* BEGIN RECORDS PROVIDED *

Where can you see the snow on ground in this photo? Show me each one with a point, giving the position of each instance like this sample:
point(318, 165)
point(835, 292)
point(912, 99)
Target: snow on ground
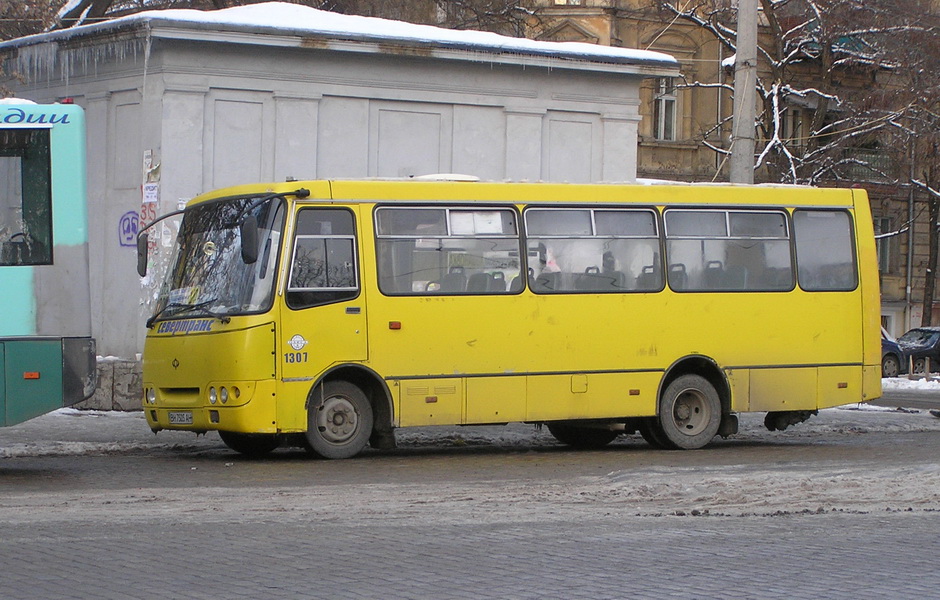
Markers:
point(76, 432)
point(903, 383)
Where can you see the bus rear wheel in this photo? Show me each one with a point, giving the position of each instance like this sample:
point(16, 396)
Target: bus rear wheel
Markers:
point(581, 437)
point(251, 444)
point(339, 420)
point(689, 412)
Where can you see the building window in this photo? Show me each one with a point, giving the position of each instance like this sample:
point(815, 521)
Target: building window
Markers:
point(664, 110)
point(792, 128)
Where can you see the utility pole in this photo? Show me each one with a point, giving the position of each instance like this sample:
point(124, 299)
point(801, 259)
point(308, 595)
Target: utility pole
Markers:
point(745, 94)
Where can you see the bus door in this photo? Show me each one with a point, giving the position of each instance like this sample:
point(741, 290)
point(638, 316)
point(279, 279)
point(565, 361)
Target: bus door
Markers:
point(324, 320)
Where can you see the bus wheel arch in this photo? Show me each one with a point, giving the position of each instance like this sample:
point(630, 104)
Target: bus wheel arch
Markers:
point(343, 395)
point(694, 405)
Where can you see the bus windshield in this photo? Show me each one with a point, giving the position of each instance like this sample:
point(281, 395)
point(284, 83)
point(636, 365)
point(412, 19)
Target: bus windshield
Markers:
point(209, 276)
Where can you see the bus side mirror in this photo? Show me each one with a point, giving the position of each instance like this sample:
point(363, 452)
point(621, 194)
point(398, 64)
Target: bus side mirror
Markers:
point(143, 242)
point(249, 233)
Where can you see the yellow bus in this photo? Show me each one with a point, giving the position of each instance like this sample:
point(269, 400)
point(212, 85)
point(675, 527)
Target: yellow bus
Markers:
point(330, 313)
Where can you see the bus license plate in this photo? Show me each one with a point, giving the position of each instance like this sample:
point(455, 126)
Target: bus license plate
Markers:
point(181, 418)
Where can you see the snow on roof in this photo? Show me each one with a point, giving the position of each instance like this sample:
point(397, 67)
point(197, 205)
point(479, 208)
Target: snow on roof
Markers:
point(292, 19)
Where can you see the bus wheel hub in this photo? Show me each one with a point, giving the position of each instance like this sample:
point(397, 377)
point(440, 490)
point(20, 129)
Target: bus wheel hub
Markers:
point(337, 419)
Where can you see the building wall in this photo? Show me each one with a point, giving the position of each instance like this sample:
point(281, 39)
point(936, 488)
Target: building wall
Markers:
point(208, 115)
point(637, 24)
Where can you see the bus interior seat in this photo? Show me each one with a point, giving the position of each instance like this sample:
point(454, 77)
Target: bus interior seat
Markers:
point(714, 275)
point(454, 281)
point(736, 277)
point(498, 282)
point(648, 279)
point(593, 279)
point(546, 282)
point(678, 278)
point(589, 280)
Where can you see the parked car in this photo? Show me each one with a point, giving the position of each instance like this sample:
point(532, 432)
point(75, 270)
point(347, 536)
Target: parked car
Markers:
point(922, 345)
point(893, 357)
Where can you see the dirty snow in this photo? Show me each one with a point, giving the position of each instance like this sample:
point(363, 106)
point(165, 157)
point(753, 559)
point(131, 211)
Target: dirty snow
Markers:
point(799, 486)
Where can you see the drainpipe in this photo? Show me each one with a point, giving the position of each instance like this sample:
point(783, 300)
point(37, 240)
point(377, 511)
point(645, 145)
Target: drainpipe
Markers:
point(910, 245)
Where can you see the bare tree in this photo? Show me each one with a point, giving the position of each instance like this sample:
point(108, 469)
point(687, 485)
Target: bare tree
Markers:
point(831, 60)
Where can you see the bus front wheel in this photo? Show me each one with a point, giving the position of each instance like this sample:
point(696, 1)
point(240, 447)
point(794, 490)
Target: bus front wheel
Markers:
point(339, 420)
point(689, 412)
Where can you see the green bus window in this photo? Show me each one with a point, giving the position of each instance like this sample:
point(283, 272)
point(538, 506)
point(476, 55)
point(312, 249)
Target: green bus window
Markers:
point(732, 251)
point(447, 251)
point(323, 262)
point(825, 254)
point(25, 197)
point(593, 250)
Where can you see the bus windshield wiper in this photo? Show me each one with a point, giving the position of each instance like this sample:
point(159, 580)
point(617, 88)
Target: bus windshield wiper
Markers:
point(175, 308)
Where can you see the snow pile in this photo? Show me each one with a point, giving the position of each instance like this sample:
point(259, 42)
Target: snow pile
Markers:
point(902, 383)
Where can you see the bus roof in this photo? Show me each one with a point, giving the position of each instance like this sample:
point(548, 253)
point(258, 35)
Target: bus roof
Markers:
point(461, 190)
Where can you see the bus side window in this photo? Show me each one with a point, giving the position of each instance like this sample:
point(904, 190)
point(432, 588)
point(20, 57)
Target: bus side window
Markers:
point(593, 250)
point(25, 197)
point(446, 250)
point(728, 250)
point(825, 253)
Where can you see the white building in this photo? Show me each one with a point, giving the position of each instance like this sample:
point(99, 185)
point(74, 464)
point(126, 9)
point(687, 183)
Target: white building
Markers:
point(189, 101)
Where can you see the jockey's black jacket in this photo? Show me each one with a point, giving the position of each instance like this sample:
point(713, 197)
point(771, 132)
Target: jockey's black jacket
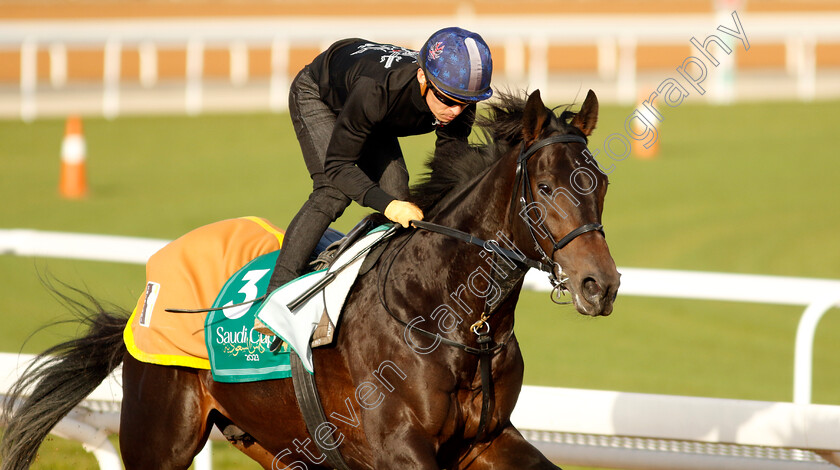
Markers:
point(373, 90)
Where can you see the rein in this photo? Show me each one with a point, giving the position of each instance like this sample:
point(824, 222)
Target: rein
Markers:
point(486, 349)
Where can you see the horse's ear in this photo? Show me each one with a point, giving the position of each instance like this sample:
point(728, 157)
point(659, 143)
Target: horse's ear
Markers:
point(534, 118)
point(587, 117)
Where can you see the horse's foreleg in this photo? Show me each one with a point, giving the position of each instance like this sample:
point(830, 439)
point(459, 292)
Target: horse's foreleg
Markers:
point(507, 450)
point(163, 423)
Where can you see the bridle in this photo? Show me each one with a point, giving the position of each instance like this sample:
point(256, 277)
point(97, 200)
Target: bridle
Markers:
point(486, 348)
point(523, 181)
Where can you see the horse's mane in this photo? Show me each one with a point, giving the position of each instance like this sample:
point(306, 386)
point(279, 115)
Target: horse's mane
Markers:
point(456, 164)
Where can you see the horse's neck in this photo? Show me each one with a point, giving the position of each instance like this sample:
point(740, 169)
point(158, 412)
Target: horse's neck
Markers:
point(484, 209)
point(459, 269)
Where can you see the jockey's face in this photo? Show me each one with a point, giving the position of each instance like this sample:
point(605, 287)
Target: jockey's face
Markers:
point(444, 108)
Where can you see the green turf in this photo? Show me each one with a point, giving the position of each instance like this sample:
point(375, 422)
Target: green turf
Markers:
point(746, 189)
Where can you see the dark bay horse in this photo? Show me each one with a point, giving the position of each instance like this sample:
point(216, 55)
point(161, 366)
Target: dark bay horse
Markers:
point(396, 397)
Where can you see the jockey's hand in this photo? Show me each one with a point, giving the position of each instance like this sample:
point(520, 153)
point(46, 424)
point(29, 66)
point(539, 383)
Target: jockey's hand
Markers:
point(402, 212)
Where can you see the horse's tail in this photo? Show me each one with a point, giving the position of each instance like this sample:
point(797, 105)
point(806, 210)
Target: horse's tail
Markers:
point(59, 378)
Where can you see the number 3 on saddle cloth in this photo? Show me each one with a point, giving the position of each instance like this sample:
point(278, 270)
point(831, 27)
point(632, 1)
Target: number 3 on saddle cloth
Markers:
point(230, 261)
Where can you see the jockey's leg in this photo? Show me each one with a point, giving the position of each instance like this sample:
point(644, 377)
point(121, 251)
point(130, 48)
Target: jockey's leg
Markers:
point(324, 205)
point(385, 165)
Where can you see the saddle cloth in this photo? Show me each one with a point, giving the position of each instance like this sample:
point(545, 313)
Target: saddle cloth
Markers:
point(297, 327)
point(188, 273)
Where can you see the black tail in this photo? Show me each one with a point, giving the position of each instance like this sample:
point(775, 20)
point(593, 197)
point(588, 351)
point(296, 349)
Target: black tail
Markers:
point(60, 378)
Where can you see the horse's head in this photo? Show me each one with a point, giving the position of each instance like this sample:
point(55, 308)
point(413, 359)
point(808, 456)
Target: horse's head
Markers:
point(560, 198)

* END RECORDS PROVIDED *

Please quote the material from its first line up to and including the line that contains "point(324, 320)", leaving out the pictures.

Where can you see the snow on ground in this photo? Show me each one with a point, giving the position of each instance like this sample:
point(318, 165)
point(835, 292)
point(912, 99)
Target: snow on ground
Markers:
point(76, 432)
point(903, 383)
Where can you see the bus rear wheel in this photo? Show me each one with a point, giving the position of each instance like this sample:
point(16, 396)
Target: bus rear wheel
Markers:
point(581, 437)
point(251, 444)
point(339, 420)
point(689, 412)
Where can you see the building window in this photo? Show me each one with a point, giving the position of each instance like this sample:
point(815, 521)
Target: building window
Markers:
point(664, 110)
point(792, 128)
Where can you see the utility pole in this photo? Show me each one with a point, giving the position of each instance like this sample:
point(124, 299)
point(801, 259)
point(308, 595)
Target: utility pole
Markers:
point(745, 94)
Where can you see the bus door in this photo? Show me each one with a point, giving the position of each instance like this sample:
point(741, 290)
point(638, 316)
point(279, 279)
point(565, 361)
Target: bus door
Markers:
point(324, 320)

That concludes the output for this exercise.